- Problem details: Begin at the first line of the records and stop after the line that has "Give the mask". Write those lines out again with "bubbled crust texture" swapped for "blistered crust texture" and all else unchanged.

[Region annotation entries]
——
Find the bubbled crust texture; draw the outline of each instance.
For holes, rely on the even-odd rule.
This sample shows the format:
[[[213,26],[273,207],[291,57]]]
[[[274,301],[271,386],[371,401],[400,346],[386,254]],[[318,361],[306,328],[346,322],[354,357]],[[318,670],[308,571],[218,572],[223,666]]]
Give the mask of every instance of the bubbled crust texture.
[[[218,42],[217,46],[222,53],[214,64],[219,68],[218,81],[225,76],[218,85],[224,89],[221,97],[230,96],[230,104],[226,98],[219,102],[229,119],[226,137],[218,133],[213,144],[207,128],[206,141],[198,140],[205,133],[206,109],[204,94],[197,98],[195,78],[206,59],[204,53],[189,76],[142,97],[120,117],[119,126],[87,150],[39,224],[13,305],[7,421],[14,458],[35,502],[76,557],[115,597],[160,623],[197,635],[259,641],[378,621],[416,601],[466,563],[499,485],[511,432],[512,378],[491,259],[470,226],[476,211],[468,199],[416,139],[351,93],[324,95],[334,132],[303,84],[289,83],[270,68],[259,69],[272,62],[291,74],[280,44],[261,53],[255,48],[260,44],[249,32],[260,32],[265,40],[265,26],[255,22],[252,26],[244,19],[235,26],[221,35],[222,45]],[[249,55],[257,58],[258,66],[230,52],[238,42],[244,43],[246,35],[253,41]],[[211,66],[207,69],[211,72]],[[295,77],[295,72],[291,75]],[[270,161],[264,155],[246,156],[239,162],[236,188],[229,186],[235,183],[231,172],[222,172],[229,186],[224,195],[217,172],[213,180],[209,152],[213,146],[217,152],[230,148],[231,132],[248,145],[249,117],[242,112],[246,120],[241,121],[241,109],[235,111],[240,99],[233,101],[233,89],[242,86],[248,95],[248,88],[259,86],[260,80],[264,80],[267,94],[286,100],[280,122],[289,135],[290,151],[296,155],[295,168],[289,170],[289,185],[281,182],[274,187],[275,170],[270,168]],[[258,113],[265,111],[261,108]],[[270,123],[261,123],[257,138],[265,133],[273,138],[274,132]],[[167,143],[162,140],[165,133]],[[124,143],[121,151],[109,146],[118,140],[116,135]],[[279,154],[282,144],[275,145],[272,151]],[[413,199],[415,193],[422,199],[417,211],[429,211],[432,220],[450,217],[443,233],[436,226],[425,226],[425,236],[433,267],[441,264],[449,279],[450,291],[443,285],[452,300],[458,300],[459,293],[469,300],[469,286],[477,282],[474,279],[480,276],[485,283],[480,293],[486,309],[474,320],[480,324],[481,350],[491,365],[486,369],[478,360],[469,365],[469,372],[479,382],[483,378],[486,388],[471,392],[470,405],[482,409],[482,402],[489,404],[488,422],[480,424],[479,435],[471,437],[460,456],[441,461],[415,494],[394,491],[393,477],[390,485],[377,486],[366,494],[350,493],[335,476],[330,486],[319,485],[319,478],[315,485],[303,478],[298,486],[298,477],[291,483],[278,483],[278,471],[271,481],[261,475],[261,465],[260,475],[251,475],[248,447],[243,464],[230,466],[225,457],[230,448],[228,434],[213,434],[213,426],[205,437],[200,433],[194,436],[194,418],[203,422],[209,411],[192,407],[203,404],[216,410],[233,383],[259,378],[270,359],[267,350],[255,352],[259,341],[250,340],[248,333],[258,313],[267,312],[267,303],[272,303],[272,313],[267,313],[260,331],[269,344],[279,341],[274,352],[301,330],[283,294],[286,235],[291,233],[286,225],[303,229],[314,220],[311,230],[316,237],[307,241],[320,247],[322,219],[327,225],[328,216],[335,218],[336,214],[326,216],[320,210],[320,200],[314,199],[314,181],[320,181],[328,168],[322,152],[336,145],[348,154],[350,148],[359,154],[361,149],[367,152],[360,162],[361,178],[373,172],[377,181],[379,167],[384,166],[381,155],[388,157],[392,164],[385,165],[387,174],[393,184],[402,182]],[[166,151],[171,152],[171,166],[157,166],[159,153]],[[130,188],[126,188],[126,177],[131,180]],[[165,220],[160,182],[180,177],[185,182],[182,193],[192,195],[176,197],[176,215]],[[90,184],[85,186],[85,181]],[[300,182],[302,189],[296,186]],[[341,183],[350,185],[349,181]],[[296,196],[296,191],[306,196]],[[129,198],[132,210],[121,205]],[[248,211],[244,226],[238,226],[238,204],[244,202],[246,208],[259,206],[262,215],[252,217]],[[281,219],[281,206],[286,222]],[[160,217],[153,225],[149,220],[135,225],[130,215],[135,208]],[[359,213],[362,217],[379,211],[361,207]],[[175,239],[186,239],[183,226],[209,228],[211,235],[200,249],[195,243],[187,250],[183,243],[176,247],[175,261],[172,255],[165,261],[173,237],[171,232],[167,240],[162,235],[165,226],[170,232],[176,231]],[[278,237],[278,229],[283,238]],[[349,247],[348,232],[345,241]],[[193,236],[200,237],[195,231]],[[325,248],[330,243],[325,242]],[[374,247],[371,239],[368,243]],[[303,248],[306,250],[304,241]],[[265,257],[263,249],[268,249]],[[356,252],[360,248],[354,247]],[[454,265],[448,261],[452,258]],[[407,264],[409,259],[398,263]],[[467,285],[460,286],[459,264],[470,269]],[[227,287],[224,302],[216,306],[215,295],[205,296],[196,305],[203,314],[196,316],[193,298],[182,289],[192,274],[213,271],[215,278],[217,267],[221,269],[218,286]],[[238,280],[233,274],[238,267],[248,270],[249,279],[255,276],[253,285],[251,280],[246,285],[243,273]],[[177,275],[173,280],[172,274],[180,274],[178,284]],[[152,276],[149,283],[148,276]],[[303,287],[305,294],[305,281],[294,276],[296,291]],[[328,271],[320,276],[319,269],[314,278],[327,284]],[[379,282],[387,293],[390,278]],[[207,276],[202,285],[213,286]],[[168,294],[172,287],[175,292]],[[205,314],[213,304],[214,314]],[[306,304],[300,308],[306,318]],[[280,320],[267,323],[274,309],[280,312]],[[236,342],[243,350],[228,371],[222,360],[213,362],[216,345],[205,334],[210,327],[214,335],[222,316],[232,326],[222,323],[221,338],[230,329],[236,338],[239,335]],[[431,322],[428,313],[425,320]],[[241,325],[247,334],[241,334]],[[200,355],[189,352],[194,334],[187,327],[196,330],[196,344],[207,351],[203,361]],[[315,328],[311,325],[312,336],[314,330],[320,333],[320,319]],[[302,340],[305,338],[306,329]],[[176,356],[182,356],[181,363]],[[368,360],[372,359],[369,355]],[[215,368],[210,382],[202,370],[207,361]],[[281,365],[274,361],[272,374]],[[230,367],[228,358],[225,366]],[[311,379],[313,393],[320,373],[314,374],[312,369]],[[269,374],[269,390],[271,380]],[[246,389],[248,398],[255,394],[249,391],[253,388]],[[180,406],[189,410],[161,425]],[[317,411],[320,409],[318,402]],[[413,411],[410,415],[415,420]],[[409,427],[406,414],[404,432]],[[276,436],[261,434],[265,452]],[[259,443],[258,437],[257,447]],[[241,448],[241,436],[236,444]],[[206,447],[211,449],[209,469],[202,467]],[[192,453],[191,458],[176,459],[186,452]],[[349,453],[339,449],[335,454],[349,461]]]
——
- Output:
Find the blistered crust texture; draw the outline of each instance.
For holes, rely on the even-odd rule.
This sample shows the format:
[[[213,26],[273,207],[291,57]]]
[[[274,301],[271,386],[371,401],[400,346],[386,254]],[[318,361],[306,328],[346,322],[354,357]],[[318,670],[308,571],[218,572],[223,666]]]
Give the mask of every instance of the blistered crust texture.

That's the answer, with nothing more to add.